+++ PASSAGE TO READ +++

How to Trellis Raspberry Plants

Training raspberries to grow up a support doesn’t have to be complicated. A trellised raspberry plant may be composed of posts and twine. Space the posts around 15 feet (4.5 m.) apart and then support the canes with the twine. Of course, this should be viewed as a temporary trellis system and because the plants are perennials, it might be better to build something more permanent from the get go.

For the home garden, a two-wire permanent trellis is sufficient. You will need two wooden posts that are 3-5 inches (8-13 cm.) across and 6-8 feet (2 m. or so) in length. Set the posts 2-3 feet (just under a meter) into the soil and space them 15-20 feet (5-6 m.) apart. At or near the top of each post, nail or screw a 24- to 30-inch (61-76 cm.) long crosspiece. Space the wires 2 feet (61 cm.) apart and 3-4 feet (a meter or so) above ground.

+++

REQUIRED WORK: Continue the text on trellising raspberry plants, picking up right after its final sentence. The entries that come next are separate from the text on trellising raspberries.

+++ DATASET EXCERPTS +++

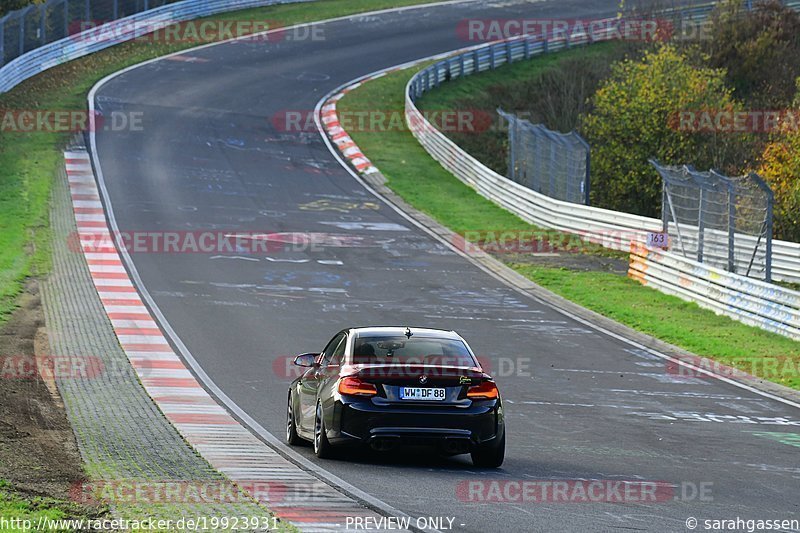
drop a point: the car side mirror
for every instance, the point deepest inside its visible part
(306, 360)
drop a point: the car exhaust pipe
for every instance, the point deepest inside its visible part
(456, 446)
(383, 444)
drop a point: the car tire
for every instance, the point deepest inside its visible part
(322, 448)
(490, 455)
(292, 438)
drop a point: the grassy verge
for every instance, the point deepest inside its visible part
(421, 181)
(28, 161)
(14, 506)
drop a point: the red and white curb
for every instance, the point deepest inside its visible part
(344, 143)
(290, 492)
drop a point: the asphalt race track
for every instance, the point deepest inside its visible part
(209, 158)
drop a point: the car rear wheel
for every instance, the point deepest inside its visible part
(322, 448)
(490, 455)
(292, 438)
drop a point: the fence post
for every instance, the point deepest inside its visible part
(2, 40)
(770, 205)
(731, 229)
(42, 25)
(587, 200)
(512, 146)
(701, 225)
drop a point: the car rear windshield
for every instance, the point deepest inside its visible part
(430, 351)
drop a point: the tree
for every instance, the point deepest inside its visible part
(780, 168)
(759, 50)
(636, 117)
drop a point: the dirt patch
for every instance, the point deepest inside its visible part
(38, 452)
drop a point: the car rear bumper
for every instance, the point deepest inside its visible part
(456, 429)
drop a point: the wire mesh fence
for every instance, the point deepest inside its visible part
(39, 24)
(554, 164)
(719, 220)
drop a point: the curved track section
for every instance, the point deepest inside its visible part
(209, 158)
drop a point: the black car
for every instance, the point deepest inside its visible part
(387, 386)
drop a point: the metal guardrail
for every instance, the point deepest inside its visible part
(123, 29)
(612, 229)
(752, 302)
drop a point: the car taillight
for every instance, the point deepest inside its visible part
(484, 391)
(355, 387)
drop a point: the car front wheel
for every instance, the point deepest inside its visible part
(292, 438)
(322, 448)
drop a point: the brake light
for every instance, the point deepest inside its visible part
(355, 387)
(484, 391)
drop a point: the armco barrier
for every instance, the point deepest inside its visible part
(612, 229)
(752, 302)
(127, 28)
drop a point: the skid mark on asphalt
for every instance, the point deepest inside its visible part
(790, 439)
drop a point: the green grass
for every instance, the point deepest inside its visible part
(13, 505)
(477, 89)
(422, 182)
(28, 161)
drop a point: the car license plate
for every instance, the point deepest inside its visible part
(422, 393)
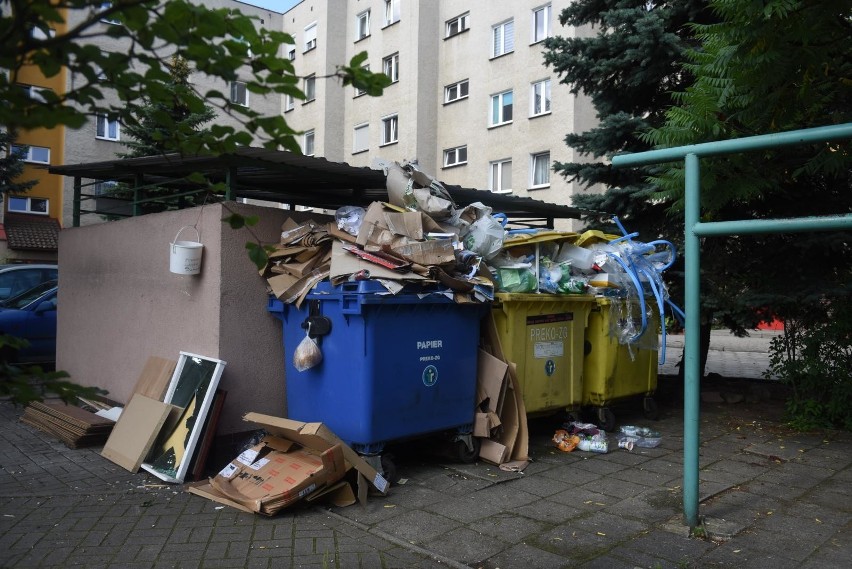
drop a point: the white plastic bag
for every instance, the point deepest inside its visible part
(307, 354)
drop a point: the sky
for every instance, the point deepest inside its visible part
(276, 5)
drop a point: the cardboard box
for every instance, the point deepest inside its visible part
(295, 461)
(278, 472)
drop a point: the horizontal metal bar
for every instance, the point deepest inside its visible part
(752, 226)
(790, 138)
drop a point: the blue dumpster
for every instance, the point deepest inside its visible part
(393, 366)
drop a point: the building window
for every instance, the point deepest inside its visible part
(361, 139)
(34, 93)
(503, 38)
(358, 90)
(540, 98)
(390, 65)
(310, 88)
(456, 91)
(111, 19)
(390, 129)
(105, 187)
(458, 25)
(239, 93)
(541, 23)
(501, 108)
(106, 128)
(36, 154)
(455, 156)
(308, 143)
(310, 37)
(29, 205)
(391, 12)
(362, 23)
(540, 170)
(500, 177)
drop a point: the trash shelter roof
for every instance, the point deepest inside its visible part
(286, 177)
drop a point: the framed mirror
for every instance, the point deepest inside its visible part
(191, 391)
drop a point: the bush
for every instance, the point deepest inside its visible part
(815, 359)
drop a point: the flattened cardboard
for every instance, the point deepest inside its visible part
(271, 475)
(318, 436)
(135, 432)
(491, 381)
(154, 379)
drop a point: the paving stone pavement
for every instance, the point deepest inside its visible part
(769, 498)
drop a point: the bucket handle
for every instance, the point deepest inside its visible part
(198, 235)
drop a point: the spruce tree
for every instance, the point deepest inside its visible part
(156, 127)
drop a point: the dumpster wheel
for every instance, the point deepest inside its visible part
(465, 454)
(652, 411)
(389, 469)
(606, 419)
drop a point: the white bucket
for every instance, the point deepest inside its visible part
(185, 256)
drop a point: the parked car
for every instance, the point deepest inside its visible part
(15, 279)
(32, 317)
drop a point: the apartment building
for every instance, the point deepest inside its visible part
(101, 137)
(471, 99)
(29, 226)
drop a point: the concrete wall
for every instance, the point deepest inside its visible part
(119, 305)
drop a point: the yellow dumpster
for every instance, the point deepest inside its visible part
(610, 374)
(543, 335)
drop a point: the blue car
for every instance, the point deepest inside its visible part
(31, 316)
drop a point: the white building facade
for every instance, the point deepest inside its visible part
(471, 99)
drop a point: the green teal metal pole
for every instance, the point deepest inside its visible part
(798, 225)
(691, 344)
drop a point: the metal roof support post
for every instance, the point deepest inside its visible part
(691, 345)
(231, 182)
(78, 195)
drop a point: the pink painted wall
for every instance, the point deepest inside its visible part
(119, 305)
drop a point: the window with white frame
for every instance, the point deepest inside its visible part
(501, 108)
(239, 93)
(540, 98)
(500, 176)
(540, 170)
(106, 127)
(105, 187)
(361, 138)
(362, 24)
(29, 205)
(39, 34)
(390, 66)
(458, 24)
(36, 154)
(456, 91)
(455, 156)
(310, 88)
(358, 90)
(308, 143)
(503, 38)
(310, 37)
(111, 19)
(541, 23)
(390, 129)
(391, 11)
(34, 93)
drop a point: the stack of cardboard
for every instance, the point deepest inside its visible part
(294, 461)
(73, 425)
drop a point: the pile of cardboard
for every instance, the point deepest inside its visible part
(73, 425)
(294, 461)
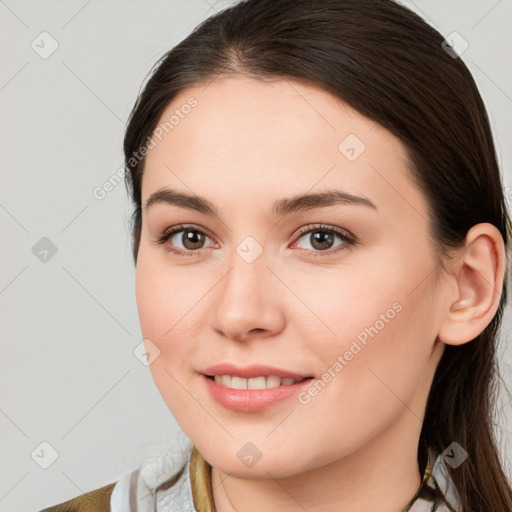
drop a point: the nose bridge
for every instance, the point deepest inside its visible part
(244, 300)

+++

EXERCISE RESPONSE:
In the spring after pruning, gently tie the raspberry canes to the support wires using twine or cloth strips. This will allow for better light penetration into the center of the plants, which will promote shoot development and, thus, a larger yield of berries.

Growing raspberries on a trellis in this manner makes harvesting so much easier and facilitates pruning since trellising encourages new cane growth in the center rather than just along the outer edges of the hedgerow. Plus, some varieties such as the summer bearing ‘Dorimanred’ really require trellising to support their trailing growth habit.